◆ **What to work on**
Could you write out the rows below again, swapping every "instance" for "occurrence" and leaving everything else untouched?

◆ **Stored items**
────────

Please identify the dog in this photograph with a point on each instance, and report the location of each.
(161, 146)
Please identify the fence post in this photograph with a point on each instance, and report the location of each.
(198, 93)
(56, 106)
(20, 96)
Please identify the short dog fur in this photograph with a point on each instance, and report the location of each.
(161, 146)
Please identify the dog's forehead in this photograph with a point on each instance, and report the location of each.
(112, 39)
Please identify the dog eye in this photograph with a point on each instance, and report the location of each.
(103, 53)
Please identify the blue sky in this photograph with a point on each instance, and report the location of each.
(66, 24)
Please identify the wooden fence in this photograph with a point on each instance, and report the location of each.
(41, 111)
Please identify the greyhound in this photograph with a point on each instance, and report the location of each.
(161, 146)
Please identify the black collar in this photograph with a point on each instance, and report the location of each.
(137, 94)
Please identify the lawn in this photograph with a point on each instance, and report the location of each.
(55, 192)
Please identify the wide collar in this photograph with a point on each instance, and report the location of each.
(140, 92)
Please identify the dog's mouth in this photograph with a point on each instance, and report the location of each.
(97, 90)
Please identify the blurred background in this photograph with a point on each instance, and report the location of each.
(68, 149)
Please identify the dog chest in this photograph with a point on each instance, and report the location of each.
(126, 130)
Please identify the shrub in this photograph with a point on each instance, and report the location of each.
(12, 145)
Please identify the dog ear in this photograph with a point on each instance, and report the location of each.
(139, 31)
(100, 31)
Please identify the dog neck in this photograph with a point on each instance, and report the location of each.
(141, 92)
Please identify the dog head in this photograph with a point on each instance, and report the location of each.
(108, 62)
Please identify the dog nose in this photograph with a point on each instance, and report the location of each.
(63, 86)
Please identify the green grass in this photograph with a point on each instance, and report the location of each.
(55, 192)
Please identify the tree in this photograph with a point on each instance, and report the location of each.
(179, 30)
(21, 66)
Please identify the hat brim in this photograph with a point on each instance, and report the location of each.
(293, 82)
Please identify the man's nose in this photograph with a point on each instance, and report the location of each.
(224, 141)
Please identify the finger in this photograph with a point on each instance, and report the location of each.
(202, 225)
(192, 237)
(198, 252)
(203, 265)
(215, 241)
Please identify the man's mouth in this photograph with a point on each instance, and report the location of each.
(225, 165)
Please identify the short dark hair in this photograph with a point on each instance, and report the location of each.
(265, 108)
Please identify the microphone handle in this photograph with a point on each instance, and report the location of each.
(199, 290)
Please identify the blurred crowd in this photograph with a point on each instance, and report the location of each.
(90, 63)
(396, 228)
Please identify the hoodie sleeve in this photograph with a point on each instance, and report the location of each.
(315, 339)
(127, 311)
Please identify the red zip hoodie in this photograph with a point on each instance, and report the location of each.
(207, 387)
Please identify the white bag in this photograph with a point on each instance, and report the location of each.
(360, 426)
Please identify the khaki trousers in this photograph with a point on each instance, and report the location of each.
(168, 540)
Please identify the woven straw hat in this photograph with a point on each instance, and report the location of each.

────────

◆ **Task response**
Please identify the dog in this photograph with a point on each occurrence, and report the location of each.
(161, 146)
Please identify the fence post in this photograph with a point on each occurrence, and report the location of each.
(198, 93)
(56, 106)
(20, 96)
Please identify the short dog fur in this photograph with a point on each occurrence, and report the location of each.
(161, 146)
Please identify the dog's forehead in this photograph with a point on each occurrence, and report the location of each.
(112, 39)
Please identify the dog eye in this photograph with a point on each occurrence, and report the location of each.
(103, 53)
Please identify the blue sky in this photograph with a point on each occurrence, and report the location of each.
(66, 24)
Please identify the wooden fence in this photograph with a point on each occurrence, and report the location of each.
(41, 111)
Please identify the greyhound in this photograph with a point on each occurrence, and report the location of each.
(161, 146)
Please identify the black collar in this photograph with a point on each occurrence, and report the location of each.
(137, 94)
Please identify the lawn in this photograph with a point on each occurrence, and report the location of each.
(55, 192)
Please identify the wide collar in this photograph with a point on each occurrence, and report the location of each.
(140, 92)
Please identify the dog's mouth in this photograph with a point on each occurrence, and report the location of each.
(97, 90)
Please identify the blurred background in this photograph with a point on each occurrence, and report the location of each.
(68, 149)
Please identify the dog chest in this photograph with a point on each occurrence, and report the location of each.
(126, 130)
Please identify the shrub in this photograph with a point on each occurrence, and report the location of each.
(12, 145)
Please identify the dog ear in this photograph with a point on each occurrence, and report the location of each.
(139, 31)
(100, 31)
Please identify the dog neck in this photograph with a point on each occurrence, and report the location of each.
(141, 92)
Please identify the dog head in this photograph with a point on each occurrence, and report the location of each.
(108, 62)
Please identify the dog nose in this photograph with a point on each occurrence, and report the location of each.
(63, 86)
Please identify the green grass in this photograph with a point on each occurrence, and report the location of each.
(55, 192)
Please identify the tree in this photograph with a point on each occurrence, and report the location of each.
(179, 30)
(21, 66)
Please identify the hat brim in this photograph with a point on each occurrence, and report the location of each.
(293, 82)
Please identify the man's nose in this photograph with a point on each occurrence, and report the location of each.
(224, 141)
Please identify the finger in this photograph with a point on each occurrence, and report the location of each.
(202, 225)
(192, 237)
(198, 252)
(203, 265)
(215, 241)
Please identify the man's mouth in this photograph with a point on each occurrence, and report the location of each.
(225, 165)
Please identify the short dark hair in this photograph with a point on each occurrence, and report the location of each.
(265, 108)
Please identify the microphone handle in this photograph with a point on each occurrence, and report the location of each.
(199, 290)
Please identify the blurred crowd in this photograph with a point on each occurrence, and report the location of each.
(90, 63)
(396, 228)
Please identify the hoodie sleeve in this photograph with a point on each occurrence, and report the location of each.
(315, 339)
(127, 311)
Please identify the red zip hoodie in this photograph with a point on each occurrence, and report the location of each.
(207, 387)
Please identify the white bag in this photograph with a point on each occurrence, and report the location of each.
(360, 426)
Please identify the khaki trousers in this photograph with a point on each occurrence, and report the location of each.
(168, 540)
Please identify the woven straw hat in this photograph with a point on each occurrence, and report the location of each.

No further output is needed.